Na pierwszym etapie rosyjskiej inwazji Sofia należała do kluczowych dostawców amunicji i paliwa dla ukraińskiej armii.

Piąte wybory parlamentarne w ciągu dwóch lat i pierwsze od października 2022 r. nie przyniosą Bułgarii politycznej stabilizacji. Niejednoznaczny wynik niedzielnego głosowania wróży wielotygodniowe pertraktacje koalicyjne o niejasnym finale, których konsekwencją może być następny prezydencki rząd techniczny i nowe przyspieszone wybory. Tymczasem od składu gabinetu zależy skala pomocy dla Ukrainy. W awangardzie wsparcia był rządzący do sierpnia 2022 r. Kirił Petkow, ale jego koalicja na ostatniej prostej ustąpiła miejsca partii innego ekspremiera Bojka Borisowa.

Borisow, który w latach 2009–2021, z krótkimi przerwami, trzykrotnie stał na czele rządu, jako lider koalicji macierzystej partii GERB i Sojuszem Sił Demokratycznych otrzymał 27 proc. głosów i to najpewniej on będzie starał się stworzyć nowy gabinet. Kontynuujemy Przemiany (PP) Petkowa w bloku z liberałami z Demokratycznej Bułgarii zajęły drugie miejsce z 25 proc. poparcia. Oba główne ugrupowania mają opinię prozachodnich. Borisow, mimo oskarżeń o panującą za jego czasów korupcję i nieprawidłowości, cieszy się dobrymi relacjami z europejską, zwłaszcza niemiecką chadecją jako członek Europejskiej Partii Ludowej. Petkow dowiódł prozachodnich poglądów podczas ośmiomiesięcznych rządów w latach 2021–2022, zdecydowanie stając po stronie Ukrainy i odwiedzając Kijów już 28 kwietnia 2022 r.

> **Polecenia**
- a) Proszę streścić tekst o wyborach w Bułgarii w dwóch zdaniach.
- b) Jakie poparcie uzyskała w głosowaniu koalicja kierowana przez Bojka Borisowa według tekstu o wyborach w Bułgarii?
Przy rozwiązywaniu należy opierać się wyłącznie na powyższym tekście.

> **Materiał źródłowy**
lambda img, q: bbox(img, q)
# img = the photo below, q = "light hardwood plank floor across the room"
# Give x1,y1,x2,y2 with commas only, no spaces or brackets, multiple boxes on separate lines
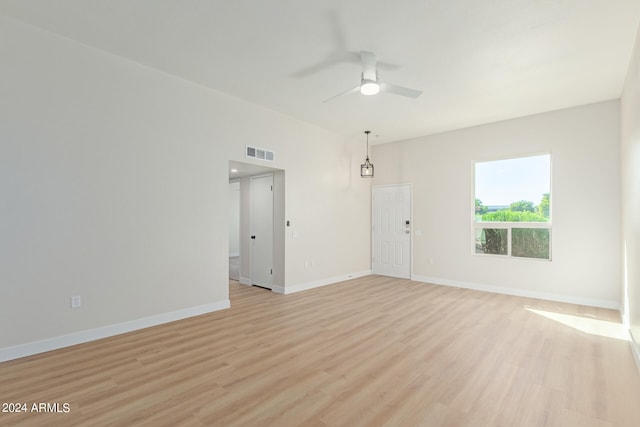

> **Rozwiązania zadań**
- a) Piąte w ciągu dwóch lat wybory parlamentarne nie przyniosą Bułgarii stabilizacji, gdyż ich niejednoznaczny wynik zapowiada wielotygodniowe rozmowy koalicyjne, które mogą skończyć się kolejnym prezydenckim rządem technicznym i nowymi przyspieszonymi wyborami. Koalicja GERB i Sojuszu Sił Demokratycznych kierowana przez Bojka Borisowa zdobyła 27 proc. głosów, a blok Kontynuujemy Przemiany Kiriła Petkowa z Demokratyczną Bułgarią 25 proc., przy czym od składu gabinetu zależy skala pomocy dla Ukrainy.

- b) 27 proc. głosów.